> **What the exercise asks**
Where does the word "meadow" appear in the data? Copy every line that holds it.

(Referring expression data)

__________

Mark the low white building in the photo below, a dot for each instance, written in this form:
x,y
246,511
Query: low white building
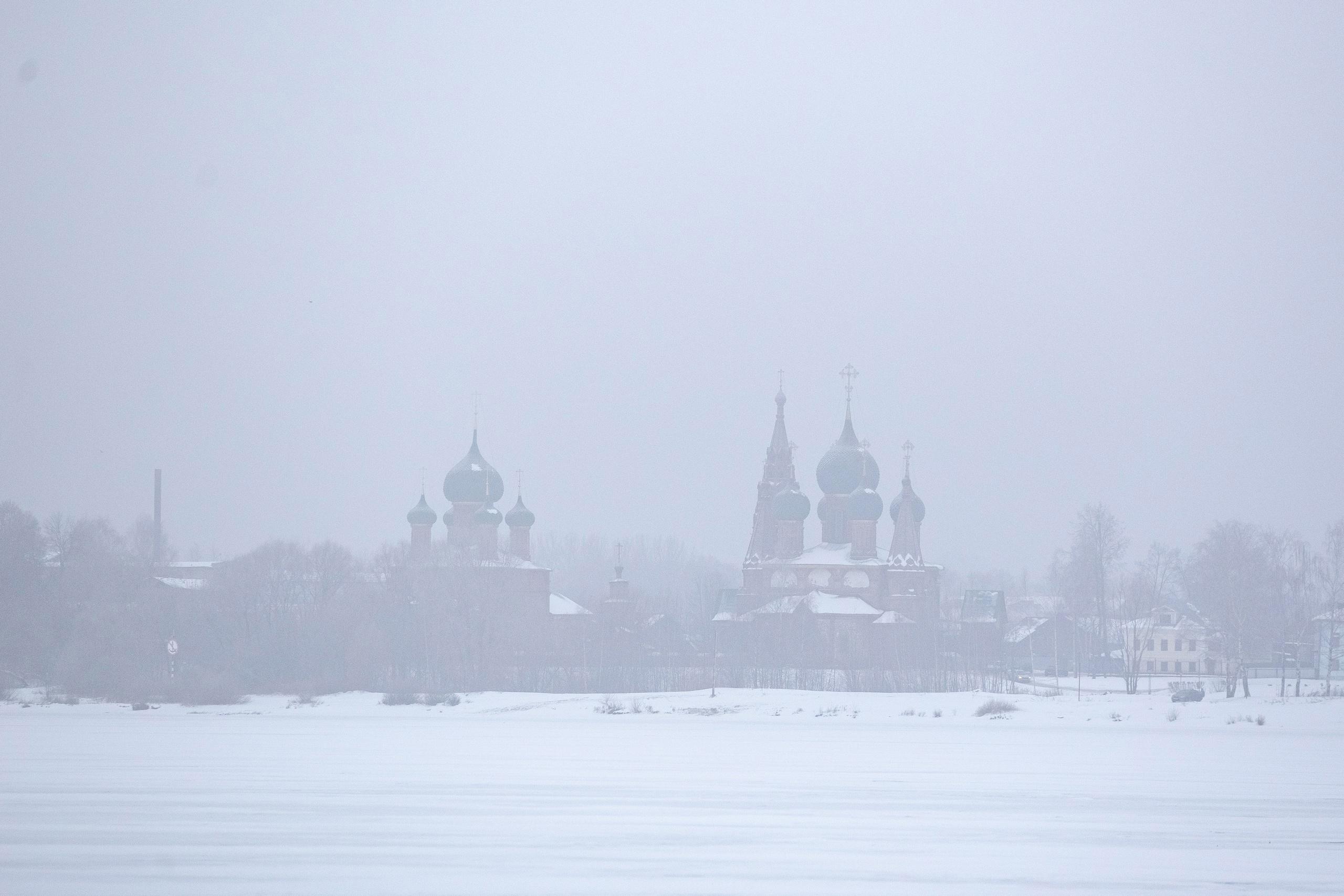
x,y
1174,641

__________

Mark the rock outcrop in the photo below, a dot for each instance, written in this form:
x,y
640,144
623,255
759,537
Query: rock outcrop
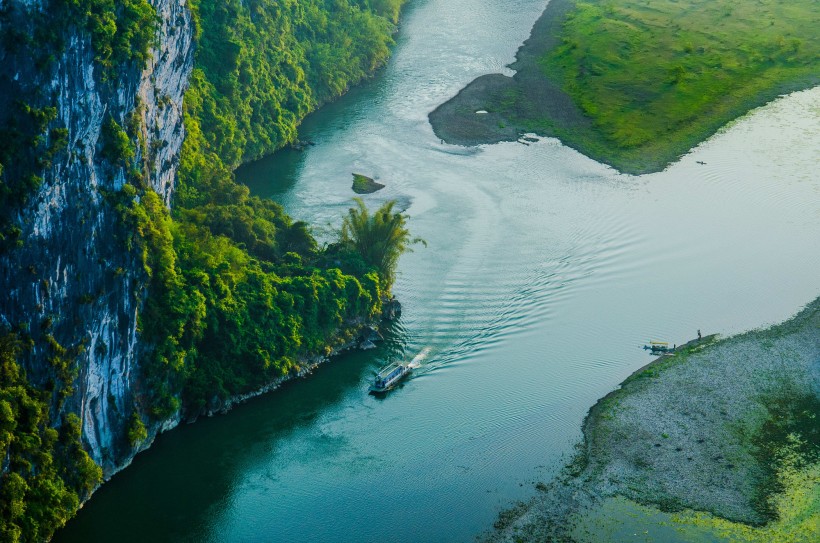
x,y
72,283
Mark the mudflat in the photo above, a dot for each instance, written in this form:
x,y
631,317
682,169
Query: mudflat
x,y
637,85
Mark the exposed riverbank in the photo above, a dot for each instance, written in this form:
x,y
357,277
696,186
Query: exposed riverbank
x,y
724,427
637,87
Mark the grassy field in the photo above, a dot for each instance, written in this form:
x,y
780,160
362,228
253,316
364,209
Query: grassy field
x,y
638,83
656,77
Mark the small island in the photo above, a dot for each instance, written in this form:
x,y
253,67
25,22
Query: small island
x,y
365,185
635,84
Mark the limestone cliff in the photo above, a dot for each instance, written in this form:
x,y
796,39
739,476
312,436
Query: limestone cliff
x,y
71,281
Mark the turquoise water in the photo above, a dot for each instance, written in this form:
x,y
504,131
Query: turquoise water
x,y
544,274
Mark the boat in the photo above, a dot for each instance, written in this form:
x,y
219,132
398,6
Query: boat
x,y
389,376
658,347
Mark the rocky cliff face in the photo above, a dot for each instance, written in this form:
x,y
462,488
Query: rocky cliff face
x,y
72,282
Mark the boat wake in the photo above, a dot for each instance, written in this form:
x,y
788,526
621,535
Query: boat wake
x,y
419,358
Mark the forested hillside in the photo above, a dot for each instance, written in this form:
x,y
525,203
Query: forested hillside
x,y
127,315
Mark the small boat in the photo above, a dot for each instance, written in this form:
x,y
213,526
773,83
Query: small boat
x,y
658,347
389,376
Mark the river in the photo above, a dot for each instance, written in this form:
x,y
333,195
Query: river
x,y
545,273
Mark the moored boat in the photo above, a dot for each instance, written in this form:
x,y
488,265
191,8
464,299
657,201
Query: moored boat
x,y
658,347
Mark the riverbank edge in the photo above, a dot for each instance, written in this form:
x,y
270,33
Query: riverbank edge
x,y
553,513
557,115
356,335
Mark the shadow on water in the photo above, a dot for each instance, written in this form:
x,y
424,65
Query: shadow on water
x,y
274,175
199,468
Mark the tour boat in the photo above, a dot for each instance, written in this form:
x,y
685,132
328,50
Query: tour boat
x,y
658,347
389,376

__________

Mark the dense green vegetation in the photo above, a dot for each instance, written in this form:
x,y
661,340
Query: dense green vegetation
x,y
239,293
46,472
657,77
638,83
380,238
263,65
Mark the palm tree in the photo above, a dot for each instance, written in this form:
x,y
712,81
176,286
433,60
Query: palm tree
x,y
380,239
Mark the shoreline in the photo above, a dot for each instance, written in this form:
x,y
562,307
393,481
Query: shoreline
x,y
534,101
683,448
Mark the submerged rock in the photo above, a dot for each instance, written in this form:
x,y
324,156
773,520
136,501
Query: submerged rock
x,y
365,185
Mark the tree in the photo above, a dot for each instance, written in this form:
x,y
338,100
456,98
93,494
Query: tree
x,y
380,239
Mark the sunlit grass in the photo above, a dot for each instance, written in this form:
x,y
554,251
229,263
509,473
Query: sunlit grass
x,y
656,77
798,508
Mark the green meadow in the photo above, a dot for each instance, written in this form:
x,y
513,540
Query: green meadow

__________

> **Your solution**
Mark the green meadow in the photo above, a dot for each instance, written in this form:
Query: green meadow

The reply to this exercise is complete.